Among the entries that follow, find every line with the word "instance" and copy it.

[Collected data]
--------

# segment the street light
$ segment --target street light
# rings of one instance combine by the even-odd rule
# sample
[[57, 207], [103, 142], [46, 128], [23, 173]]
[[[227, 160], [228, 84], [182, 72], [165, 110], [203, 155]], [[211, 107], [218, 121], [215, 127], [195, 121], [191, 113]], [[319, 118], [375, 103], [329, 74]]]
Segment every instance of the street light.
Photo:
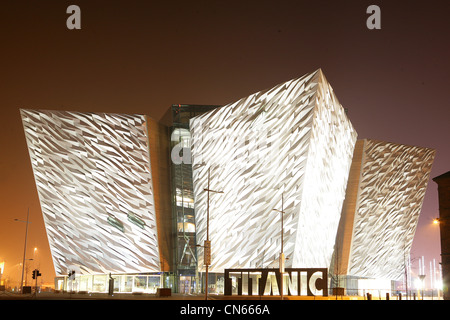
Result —
[[283, 216], [284, 216], [284, 198], [283, 194], [281, 194], [281, 210], [278, 209], [272, 209], [273, 211], [277, 211], [281, 215], [281, 252], [280, 252], [280, 279], [281, 279], [281, 285], [280, 285], [280, 298], [283, 300], [283, 274], [284, 274], [284, 252], [283, 252]]
[[31, 223], [31, 222], [28, 221], [29, 217], [30, 217], [30, 208], [28, 208], [28, 212], [27, 212], [27, 221], [14, 219], [14, 221], [25, 222], [26, 223], [26, 228], [25, 228], [25, 245], [24, 245], [24, 248], [23, 248], [23, 262], [22, 262], [22, 280], [20, 282], [20, 292], [22, 292], [22, 293], [23, 293], [23, 275], [24, 275], [24, 271], [25, 271], [25, 256], [26, 256], [26, 253], [27, 253], [28, 224]]
[[[204, 191], [207, 191], [208, 196], [207, 196], [207, 207], [206, 207], [206, 240], [204, 242], [203, 245], [203, 256], [205, 260], [205, 266], [206, 266], [206, 279], [205, 279], [205, 300], [208, 300], [208, 267], [211, 264], [211, 241], [209, 241], [209, 193], [210, 192], [214, 192], [214, 193], [223, 193], [223, 191], [216, 191], [216, 190], [211, 190], [209, 188], [209, 183], [210, 183], [210, 168], [208, 168], [208, 188], [203, 189]], [[200, 245], [198, 245], [200, 246]]]
[[[433, 224], [439, 226], [439, 233], [441, 234], [441, 236], [440, 236], [441, 237], [441, 244], [442, 244], [442, 230], [443, 230], [443, 228], [445, 228], [447, 220], [448, 220], [447, 217], [444, 217], [444, 218], [439, 217], [439, 218], [434, 218], [433, 219]], [[441, 257], [442, 256], [448, 256], [448, 255], [449, 255], [448, 253], [442, 253], [441, 252]], [[440, 286], [440, 288], [442, 289], [442, 286]], [[441, 294], [441, 289], [440, 288], [439, 287], [437, 288], [438, 298], [440, 298], [440, 294]], [[445, 297], [445, 295], [444, 295], [444, 297]]]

--------

▸ **Answer for this exercise**
# rings of one instance combine by the even-odd rule
Segment every instance of the street light.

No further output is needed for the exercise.